**Task to carry out:** Reproduce, word for word, all of the records; the pictures stay out.

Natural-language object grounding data
++++++++++++++++++++

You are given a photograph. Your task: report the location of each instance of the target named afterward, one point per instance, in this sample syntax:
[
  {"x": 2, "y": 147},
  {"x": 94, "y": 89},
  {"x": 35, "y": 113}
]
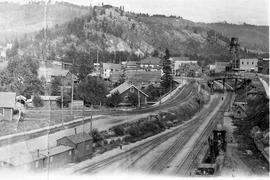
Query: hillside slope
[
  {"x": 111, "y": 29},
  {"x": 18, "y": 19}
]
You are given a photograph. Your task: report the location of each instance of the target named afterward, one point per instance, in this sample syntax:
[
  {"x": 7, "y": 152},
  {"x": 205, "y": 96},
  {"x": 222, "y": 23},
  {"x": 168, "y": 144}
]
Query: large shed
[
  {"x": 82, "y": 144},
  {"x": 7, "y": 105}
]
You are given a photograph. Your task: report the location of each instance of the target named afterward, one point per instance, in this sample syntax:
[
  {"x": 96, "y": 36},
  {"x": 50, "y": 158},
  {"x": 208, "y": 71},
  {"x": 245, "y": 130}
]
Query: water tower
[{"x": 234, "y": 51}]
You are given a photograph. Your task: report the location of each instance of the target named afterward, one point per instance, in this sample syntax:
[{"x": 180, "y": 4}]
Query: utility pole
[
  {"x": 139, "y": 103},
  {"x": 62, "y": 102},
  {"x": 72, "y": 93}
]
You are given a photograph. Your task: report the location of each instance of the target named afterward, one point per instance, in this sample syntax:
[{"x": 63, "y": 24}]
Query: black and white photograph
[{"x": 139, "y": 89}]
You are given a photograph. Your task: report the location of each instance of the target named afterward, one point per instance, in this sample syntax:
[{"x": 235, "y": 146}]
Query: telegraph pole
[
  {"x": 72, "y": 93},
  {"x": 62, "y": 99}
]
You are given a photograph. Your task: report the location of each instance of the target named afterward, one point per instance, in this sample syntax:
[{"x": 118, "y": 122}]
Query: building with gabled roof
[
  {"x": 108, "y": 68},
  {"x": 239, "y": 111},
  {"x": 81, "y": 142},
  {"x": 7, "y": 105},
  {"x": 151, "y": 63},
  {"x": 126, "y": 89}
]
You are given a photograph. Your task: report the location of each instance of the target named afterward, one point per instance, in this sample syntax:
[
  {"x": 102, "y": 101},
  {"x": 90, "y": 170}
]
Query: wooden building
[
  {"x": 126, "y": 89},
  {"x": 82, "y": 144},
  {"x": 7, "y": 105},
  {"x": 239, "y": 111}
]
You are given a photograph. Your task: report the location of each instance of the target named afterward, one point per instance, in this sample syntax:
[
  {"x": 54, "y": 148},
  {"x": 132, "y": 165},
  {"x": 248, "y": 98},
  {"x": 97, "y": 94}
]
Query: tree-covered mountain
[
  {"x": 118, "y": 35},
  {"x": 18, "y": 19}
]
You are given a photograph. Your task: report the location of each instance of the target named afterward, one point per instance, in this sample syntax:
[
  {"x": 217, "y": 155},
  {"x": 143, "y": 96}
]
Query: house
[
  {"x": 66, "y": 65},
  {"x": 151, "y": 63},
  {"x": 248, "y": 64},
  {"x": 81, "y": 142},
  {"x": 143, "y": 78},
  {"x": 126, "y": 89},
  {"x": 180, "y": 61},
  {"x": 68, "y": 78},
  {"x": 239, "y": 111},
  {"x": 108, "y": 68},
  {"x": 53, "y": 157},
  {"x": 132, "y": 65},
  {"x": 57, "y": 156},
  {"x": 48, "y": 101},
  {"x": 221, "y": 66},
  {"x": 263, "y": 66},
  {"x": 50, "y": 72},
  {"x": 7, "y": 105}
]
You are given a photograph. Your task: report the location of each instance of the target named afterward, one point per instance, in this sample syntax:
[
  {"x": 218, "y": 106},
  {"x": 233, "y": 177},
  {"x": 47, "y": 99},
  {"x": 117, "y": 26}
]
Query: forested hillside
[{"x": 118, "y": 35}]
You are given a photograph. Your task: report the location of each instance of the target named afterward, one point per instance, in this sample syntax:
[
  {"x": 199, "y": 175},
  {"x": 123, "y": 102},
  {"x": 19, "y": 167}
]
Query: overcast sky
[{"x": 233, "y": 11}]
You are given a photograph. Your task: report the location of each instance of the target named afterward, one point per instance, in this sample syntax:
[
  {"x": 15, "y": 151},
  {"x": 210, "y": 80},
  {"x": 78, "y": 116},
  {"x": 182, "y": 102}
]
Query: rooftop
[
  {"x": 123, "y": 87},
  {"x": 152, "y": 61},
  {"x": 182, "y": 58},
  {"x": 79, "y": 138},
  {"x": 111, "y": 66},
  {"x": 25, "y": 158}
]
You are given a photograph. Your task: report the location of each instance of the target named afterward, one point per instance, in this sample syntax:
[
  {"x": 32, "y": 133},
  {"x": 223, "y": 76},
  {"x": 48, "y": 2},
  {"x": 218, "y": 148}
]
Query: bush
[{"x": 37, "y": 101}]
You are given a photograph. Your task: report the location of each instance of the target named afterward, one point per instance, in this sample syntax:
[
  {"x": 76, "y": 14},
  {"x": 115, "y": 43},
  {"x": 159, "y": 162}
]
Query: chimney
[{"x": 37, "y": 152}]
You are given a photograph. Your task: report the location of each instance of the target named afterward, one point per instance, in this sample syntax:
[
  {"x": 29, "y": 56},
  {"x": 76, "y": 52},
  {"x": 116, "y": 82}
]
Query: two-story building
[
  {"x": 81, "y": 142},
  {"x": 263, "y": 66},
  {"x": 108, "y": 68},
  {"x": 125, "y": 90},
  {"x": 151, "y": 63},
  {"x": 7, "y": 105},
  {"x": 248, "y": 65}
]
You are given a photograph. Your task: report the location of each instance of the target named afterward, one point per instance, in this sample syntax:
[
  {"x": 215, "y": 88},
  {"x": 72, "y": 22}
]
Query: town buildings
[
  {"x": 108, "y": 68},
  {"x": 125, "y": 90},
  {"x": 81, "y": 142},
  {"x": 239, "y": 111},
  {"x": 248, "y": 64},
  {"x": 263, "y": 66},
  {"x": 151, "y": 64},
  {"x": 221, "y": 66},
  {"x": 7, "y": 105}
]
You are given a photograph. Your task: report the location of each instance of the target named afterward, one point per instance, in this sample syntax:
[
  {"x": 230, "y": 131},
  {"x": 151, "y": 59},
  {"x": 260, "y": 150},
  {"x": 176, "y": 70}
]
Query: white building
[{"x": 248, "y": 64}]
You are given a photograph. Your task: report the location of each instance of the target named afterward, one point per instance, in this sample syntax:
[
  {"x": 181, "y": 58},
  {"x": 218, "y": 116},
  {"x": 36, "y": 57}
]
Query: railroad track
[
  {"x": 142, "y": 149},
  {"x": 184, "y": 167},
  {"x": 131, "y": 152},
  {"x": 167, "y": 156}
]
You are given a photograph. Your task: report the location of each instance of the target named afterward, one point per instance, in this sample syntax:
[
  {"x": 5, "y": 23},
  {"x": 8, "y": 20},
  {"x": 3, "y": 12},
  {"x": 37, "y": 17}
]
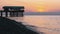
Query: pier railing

++++++++++++++++++++

**Exercise answer:**
You are given a photograph. Your task: report the location of each instance of the target named afterward, one point per instance, in this sample syntax:
[
  {"x": 2, "y": 147},
  {"x": 94, "y": 89},
  {"x": 35, "y": 113}
]
Query: hillside slope
[
  {"x": 111, "y": 29},
  {"x": 18, "y": 19}
]
You are given a photograph. Your task: report the location of each instance of the target named afterward, one point per instance, in this sample syntax:
[
  {"x": 7, "y": 152},
  {"x": 205, "y": 96},
  {"x": 222, "y": 23},
  {"x": 168, "y": 144}
]
Query: large shed
[
  {"x": 82, "y": 144},
  {"x": 7, "y": 105}
]
You are given a photograph. Your task: report the location of each instance of the target named afterward, one point per instance, in this sample syntax:
[
  {"x": 96, "y": 36},
  {"x": 50, "y": 158},
  {"x": 208, "y": 71},
  {"x": 245, "y": 130}
]
Query: water tower
[{"x": 234, "y": 51}]
You are given a photograph. Your task: report the location of each instance of the target named afterward, one point per instance, in this sample syntax:
[{"x": 180, "y": 4}]
Query: utility pole
[
  {"x": 139, "y": 103},
  {"x": 62, "y": 102},
  {"x": 72, "y": 93}
]
You are given a photograph. Your task: report the location of each instance of the target named afterward, one point per instance, in this sample syntax:
[{"x": 63, "y": 24}]
Query: black and white photograph
[{"x": 139, "y": 89}]
You are given a photograph. Your task: report the location of each instance of the target named afterward, one point per instance, in this sample syntax:
[{"x": 235, "y": 146}]
Query: telegraph pole
[
  {"x": 72, "y": 93},
  {"x": 62, "y": 99}
]
You are given a photograph. Your task: report the location of each instance of the target named afterward, one point per instance, in this sample syntax:
[{"x": 118, "y": 122}]
Query: building with gabled roof
[
  {"x": 108, "y": 68},
  {"x": 239, "y": 111},
  {"x": 81, "y": 142},
  {"x": 7, "y": 105},
  {"x": 151, "y": 63},
  {"x": 126, "y": 89}
]
You are given a photograph. Your task: report the location of each instance of the target named afterward, one point per instance, in this sample syntax:
[
  {"x": 102, "y": 101},
  {"x": 90, "y": 170}
]
Query: wooden building
[
  {"x": 126, "y": 89},
  {"x": 82, "y": 144},
  {"x": 7, "y": 105},
  {"x": 239, "y": 111}
]
You are given a photograph. Your task: report the location of each instance of the target named afterward, one point per instance, in this sample syntax:
[
  {"x": 54, "y": 148},
  {"x": 132, "y": 165},
  {"x": 248, "y": 98},
  {"x": 97, "y": 94}
]
Query: tree-covered mountain
[
  {"x": 118, "y": 35},
  {"x": 18, "y": 19}
]
You are given a photograph. Your task: report the location of each instance of the target named afterward, one point per instance, in this sample syntax:
[
  {"x": 217, "y": 155},
  {"x": 143, "y": 96}
]
Query: house
[
  {"x": 66, "y": 65},
  {"x": 151, "y": 63},
  {"x": 248, "y": 64},
  {"x": 81, "y": 142},
  {"x": 143, "y": 78},
  {"x": 126, "y": 89},
  {"x": 180, "y": 61},
  {"x": 68, "y": 78},
  {"x": 239, "y": 111},
  {"x": 108, "y": 68},
  {"x": 53, "y": 157},
  {"x": 132, "y": 65},
  {"x": 57, "y": 156},
  {"x": 48, "y": 101},
  {"x": 221, "y": 66},
  {"x": 263, "y": 66},
  {"x": 50, "y": 72},
  {"x": 7, "y": 105}
]
You are given a photograph. Your task: report the location of each instance of the target named afterward, one point per instance, in this sample syntax:
[
  {"x": 218, "y": 106},
  {"x": 233, "y": 177},
  {"x": 47, "y": 99},
  {"x": 117, "y": 26}
]
Query: forested hillside
[{"x": 118, "y": 35}]
You are given a photograph. Your task: report the location of each instance of the target named afterward, one point per instance, in this sample syntax:
[
  {"x": 199, "y": 175},
  {"x": 123, "y": 102},
  {"x": 19, "y": 167}
]
Query: overcast sky
[{"x": 233, "y": 11}]
You are given a photograph. Your task: report the location of each instance of the target named afterward, one point per instance, in this sample syntax:
[
  {"x": 15, "y": 151},
  {"x": 210, "y": 80},
  {"x": 78, "y": 116},
  {"x": 182, "y": 102}
]
Query: rooftop
[
  {"x": 123, "y": 87},
  {"x": 152, "y": 61},
  {"x": 182, "y": 58},
  {"x": 79, "y": 138},
  {"x": 111, "y": 66},
  {"x": 25, "y": 158}
]
You are given a photograph. Your task: report the location of each instance of the target named afterward, one point per instance, in this sample syntax:
[
  {"x": 32, "y": 133},
  {"x": 223, "y": 76},
  {"x": 48, "y": 2},
  {"x": 218, "y": 148}
]
Query: bush
[{"x": 37, "y": 101}]
You are given a photograph. Your task: report the location of each instance of the target named afterward, one point per instance, in this sample syntax:
[
  {"x": 76, "y": 14},
  {"x": 115, "y": 43},
  {"x": 159, "y": 162}
]
Query: chimney
[{"x": 37, "y": 152}]
You are given a photograph. Your task: report the location of each instance of the target named afterward, one point per instance, in this sample syntax:
[
  {"x": 29, "y": 56},
  {"x": 76, "y": 52},
  {"x": 116, "y": 82}
]
Query: two-story building
[
  {"x": 81, "y": 142},
  {"x": 263, "y": 66},
  {"x": 108, "y": 68},
  {"x": 125, "y": 90},
  {"x": 151, "y": 63},
  {"x": 7, "y": 105},
  {"x": 248, "y": 65}
]
You are given a photograph. Your task: report the location of each instance of the target named afterward, one point per instance, in this sample syntax:
[
  {"x": 215, "y": 88},
  {"x": 72, "y": 22}
]
Query: town buildings
[
  {"x": 108, "y": 68},
  {"x": 125, "y": 90},
  {"x": 81, "y": 142},
  {"x": 239, "y": 111},
  {"x": 248, "y": 64},
  {"x": 263, "y": 66},
  {"x": 151, "y": 64},
  {"x": 221, "y": 66},
  {"x": 7, "y": 105}
]
You are given a photograph. Your task: report the location of each instance of the target named afterward, one point per instance, in this sample syntax:
[
  {"x": 230, "y": 131},
  {"x": 151, "y": 59},
  {"x": 260, "y": 150},
  {"x": 176, "y": 70}
]
Query: white building
[{"x": 248, "y": 64}]
You are given a photograph. Your task: report the location of each instance of the target named afterward, one point per instance, in this sample syntax:
[
  {"x": 181, "y": 58},
  {"x": 218, "y": 116},
  {"x": 36, "y": 57}
]
Query: railroad track
[
  {"x": 142, "y": 149},
  {"x": 184, "y": 167},
  {"x": 131, "y": 152},
  {"x": 167, "y": 156}
]
You are given a photograph. Your task: report the location of each instance of the target named afterward, one point per instance, in this sample syntax:
[
  {"x": 5, "y": 23},
  {"x": 8, "y": 20},
  {"x": 3, "y": 12},
  {"x": 37, "y": 17}
]
Query: pier railing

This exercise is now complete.